> _Work request A_
Answer these questions using the Carolyn Bramhall passage:
(i) Who conducted the interview with Carolyn Bramhall?
(ii) How many alternates does the passage say Carolyn has?
(iii) In which century does the passage place the Church facing this task?
> _Work request B_
Reproduce the Carolyn Bramhall passage word for word from "The Church in" up to and including "with this challenge.".
> _Work request C_
Carry on the Carolyn Bramhall passage from the point where it stops.

> _Source passage_
★ ★ ★ ★ ★ ★ ★

Watch this interview with Carolyn Bramhall, Founder by Jon Wedger
If you are interested in the book referenced by Jon Wedger, you can purchase Carolyn’s biography, “Am I A Good Girl Yet?” through this link. You will learn about the first hand experience of Carolyn and her 109 alternates and Satanic Ritualistic Abuse (SRA).
Have you ever looked into the sad eyes of someone who has suffered a great deal of pain and felt completely helpless? You can be gentle, your voice kind, but when all is said and done, you cannot go back into their past and wipe out the cruelty, nor be there when they wake in the night with terrifying nightmares, or stop the intruding flashbacks. You realise that if they are to experience any lasting peace, something much stronger, much bigger, much more consistent than your help would be needed.
The Church in the twenty-first century is now faced with the task of finding a way of helping comparatively large numbers of traumatised and broken people find freedom and wholeness. Let’s look briefly at how the early church dealt with this challenge.

★ ★ ★ ★ ★ ★ ★

[Collected data entries]

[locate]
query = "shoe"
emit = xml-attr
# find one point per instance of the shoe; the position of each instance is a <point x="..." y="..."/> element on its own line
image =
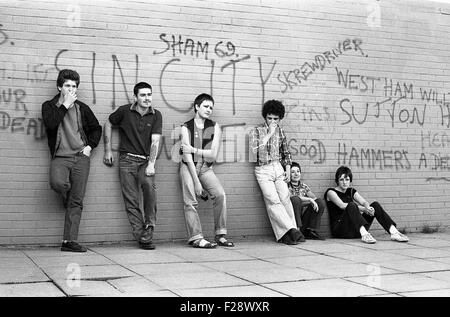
<point x="296" y="235"/>
<point x="367" y="238"/>
<point x="147" y="246"/>
<point x="72" y="246"/>
<point x="203" y="244"/>
<point x="313" y="235"/>
<point x="286" y="239"/>
<point x="147" y="234"/>
<point x="399" y="237"/>
<point x="221" y="241"/>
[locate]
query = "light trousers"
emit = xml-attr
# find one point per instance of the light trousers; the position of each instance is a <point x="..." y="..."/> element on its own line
<point x="275" y="191"/>
<point x="212" y="185"/>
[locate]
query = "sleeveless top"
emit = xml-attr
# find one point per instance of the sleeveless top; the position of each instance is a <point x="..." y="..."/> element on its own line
<point x="333" y="210"/>
<point x="203" y="141"/>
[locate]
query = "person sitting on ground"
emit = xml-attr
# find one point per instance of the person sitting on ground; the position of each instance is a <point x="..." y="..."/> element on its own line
<point x="308" y="209"/>
<point x="351" y="215"/>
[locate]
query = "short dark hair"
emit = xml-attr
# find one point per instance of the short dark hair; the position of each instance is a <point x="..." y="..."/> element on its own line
<point x="200" y="98"/>
<point x="295" y="164"/>
<point x="343" y="170"/>
<point x="67" y="74"/>
<point x="141" y="85"/>
<point x="273" y="107"/>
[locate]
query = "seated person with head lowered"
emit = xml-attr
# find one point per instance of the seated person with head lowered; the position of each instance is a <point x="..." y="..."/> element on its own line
<point x="351" y="215"/>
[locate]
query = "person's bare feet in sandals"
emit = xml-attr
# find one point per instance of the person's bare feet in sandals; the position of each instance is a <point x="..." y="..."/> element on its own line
<point x="223" y="242"/>
<point x="203" y="244"/>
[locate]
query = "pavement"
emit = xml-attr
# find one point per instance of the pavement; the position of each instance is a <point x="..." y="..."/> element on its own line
<point x="255" y="267"/>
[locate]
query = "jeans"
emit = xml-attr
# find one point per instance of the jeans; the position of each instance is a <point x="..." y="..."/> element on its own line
<point x="133" y="180"/>
<point x="212" y="185"/>
<point x="348" y="225"/>
<point x="305" y="216"/>
<point x="68" y="177"/>
<point x="275" y="191"/>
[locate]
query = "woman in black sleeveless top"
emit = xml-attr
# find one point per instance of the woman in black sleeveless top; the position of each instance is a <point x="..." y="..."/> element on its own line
<point x="351" y="215"/>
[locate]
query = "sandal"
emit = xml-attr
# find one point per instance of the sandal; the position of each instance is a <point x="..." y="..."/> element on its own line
<point x="203" y="244"/>
<point x="221" y="241"/>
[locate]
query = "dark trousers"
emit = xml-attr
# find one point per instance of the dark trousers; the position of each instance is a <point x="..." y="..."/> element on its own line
<point x="348" y="225"/>
<point x="133" y="180"/>
<point x="68" y="177"/>
<point x="305" y="216"/>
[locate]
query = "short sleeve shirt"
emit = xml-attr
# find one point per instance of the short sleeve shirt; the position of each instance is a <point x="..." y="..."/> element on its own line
<point x="135" y="130"/>
<point x="334" y="211"/>
<point x="301" y="190"/>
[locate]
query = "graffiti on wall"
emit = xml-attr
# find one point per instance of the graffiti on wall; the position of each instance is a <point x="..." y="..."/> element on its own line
<point x="399" y="104"/>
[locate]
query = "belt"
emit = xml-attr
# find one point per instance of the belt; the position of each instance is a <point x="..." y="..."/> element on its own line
<point x="138" y="156"/>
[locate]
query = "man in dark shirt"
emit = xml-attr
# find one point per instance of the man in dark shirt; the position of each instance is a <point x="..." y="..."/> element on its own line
<point x="140" y="129"/>
<point x="72" y="132"/>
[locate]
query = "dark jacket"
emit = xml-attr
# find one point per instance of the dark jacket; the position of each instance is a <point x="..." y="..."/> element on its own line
<point x="52" y="116"/>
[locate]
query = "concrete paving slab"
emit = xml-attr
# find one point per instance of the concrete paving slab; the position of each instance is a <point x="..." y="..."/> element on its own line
<point x="75" y="258"/>
<point x="330" y="248"/>
<point x="382" y="244"/>
<point x="89" y="272"/>
<point x="414" y="265"/>
<point x="55" y="251"/>
<point x="233" y="291"/>
<point x="149" y="294"/>
<point x="11" y="253"/>
<point x="306" y="262"/>
<point x="275" y="251"/>
<point x="151" y="256"/>
<point x="87" y="288"/>
<point x="440" y="276"/>
<point x="230" y="266"/>
<point x="168" y="268"/>
<point x="349" y="270"/>
<point x="432" y="293"/>
<point x="397" y="283"/>
<point x="441" y="260"/>
<point x="207" y="255"/>
<point x="423" y="253"/>
<point x="134" y="285"/>
<point x="371" y="256"/>
<point x="430" y="242"/>
<point x="324" y="288"/>
<point x="22" y="275"/>
<point x="46" y="289"/>
<point x="195" y="280"/>
<point x="114" y="249"/>
<point x="279" y="274"/>
<point x="17" y="262"/>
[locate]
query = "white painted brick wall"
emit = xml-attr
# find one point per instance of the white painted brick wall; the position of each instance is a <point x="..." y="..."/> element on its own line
<point x="409" y="44"/>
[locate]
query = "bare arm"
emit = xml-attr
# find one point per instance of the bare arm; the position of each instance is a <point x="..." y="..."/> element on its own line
<point x="257" y="142"/>
<point x="210" y="154"/>
<point x="108" y="158"/>
<point x="187" y="157"/>
<point x="334" y="198"/>
<point x="150" y="170"/>
<point x="363" y="204"/>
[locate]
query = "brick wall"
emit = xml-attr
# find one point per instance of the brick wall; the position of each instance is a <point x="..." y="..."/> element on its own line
<point x="365" y="84"/>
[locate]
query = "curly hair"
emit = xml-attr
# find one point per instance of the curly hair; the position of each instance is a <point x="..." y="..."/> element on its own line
<point x="67" y="74"/>
<point x="141" y="85"/>
<point x="274" y="107"/>
<point x="200" y="98"/>
<point x="343" y="170"/>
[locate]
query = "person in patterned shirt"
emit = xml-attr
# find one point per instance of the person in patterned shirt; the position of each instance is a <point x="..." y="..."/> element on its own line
<point x="268" y="142"/>
<point x="308" y="209"/>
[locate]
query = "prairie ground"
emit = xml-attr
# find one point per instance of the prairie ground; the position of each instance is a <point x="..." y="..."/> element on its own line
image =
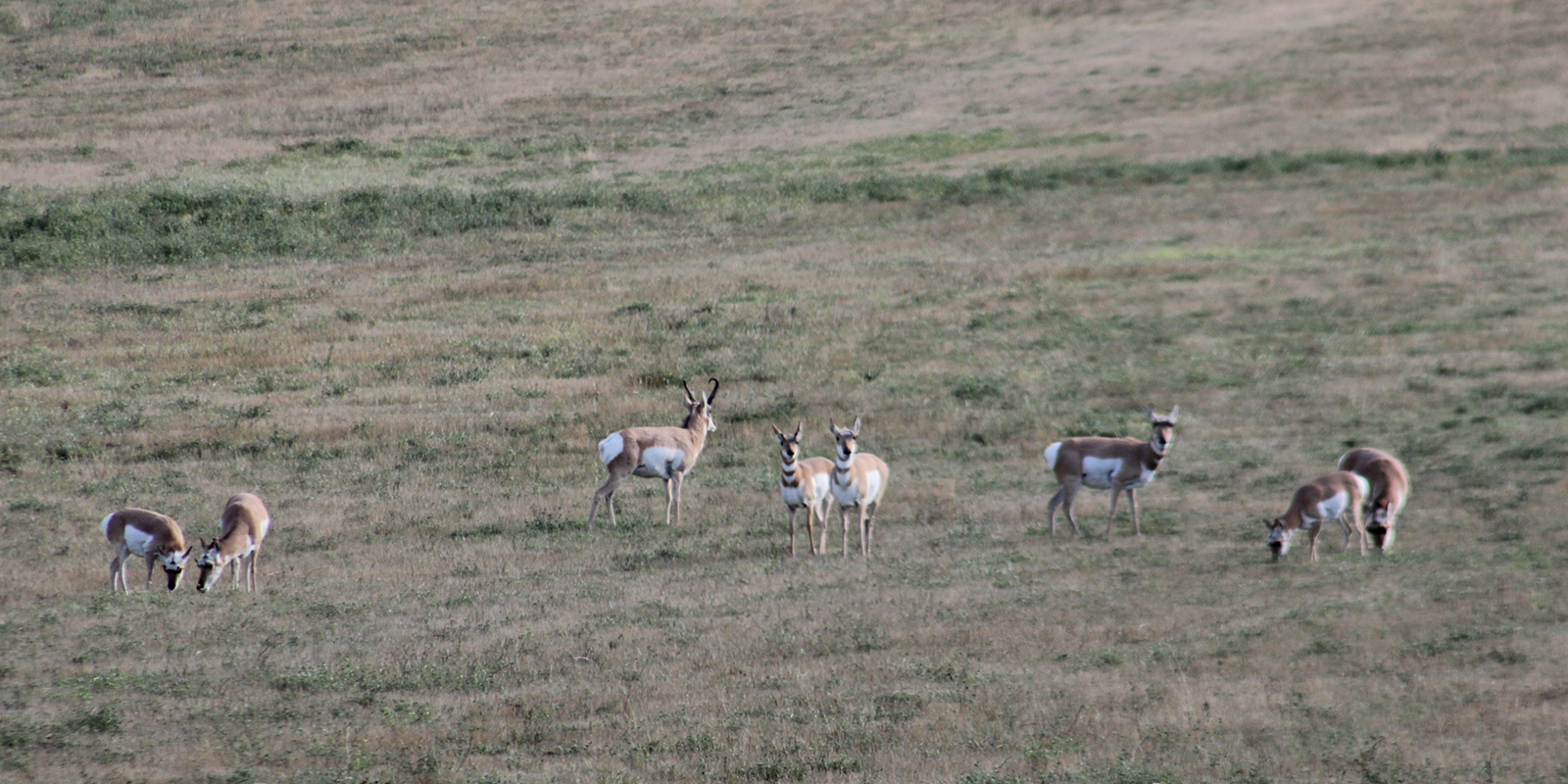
<point x="399" y="267"/>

★ ★ ★ ★ ★ ★ ★

> _Answer area A_
(i) Jon Wedger
(ii) 109
(iii) The twenty-first century

> _Answer area B_
The Church in the twenty-first century is now faced with the task of finding a way of helping comparatively large numbers of traumatised and broken people find freedom and wholeness. Let’s look briefly at how the early church dealt with this challenge.

> _Answer area C_
The Great Physician forgives all our sins and heals all our diseases; He lifts us out of the slimy pit, sets our feet upon a rock; he puts the lonely in families, heals the broken hearted and turns mourning into dancing. (Ps 103:3; 40:2; 68:6; 147:3; 30:11)
These are not just nice words. This is reality. This is truth. If we really believe that, shouldn’t the Church be seeing large numbers of abuse survivors healed?
If it is true that our God, the Great Physician, forgives all our sins, heals all our diseases and sets our feet upon a rock; if lonely people are placed into families, broken hearts healed and grieving people dance, then why don’t we see large numbers of hurting people rushing to our churches to find solace and healing? Can Christians really help them to overcome their emotional baggage? Or should we refer them to specialists if we are to see them helped?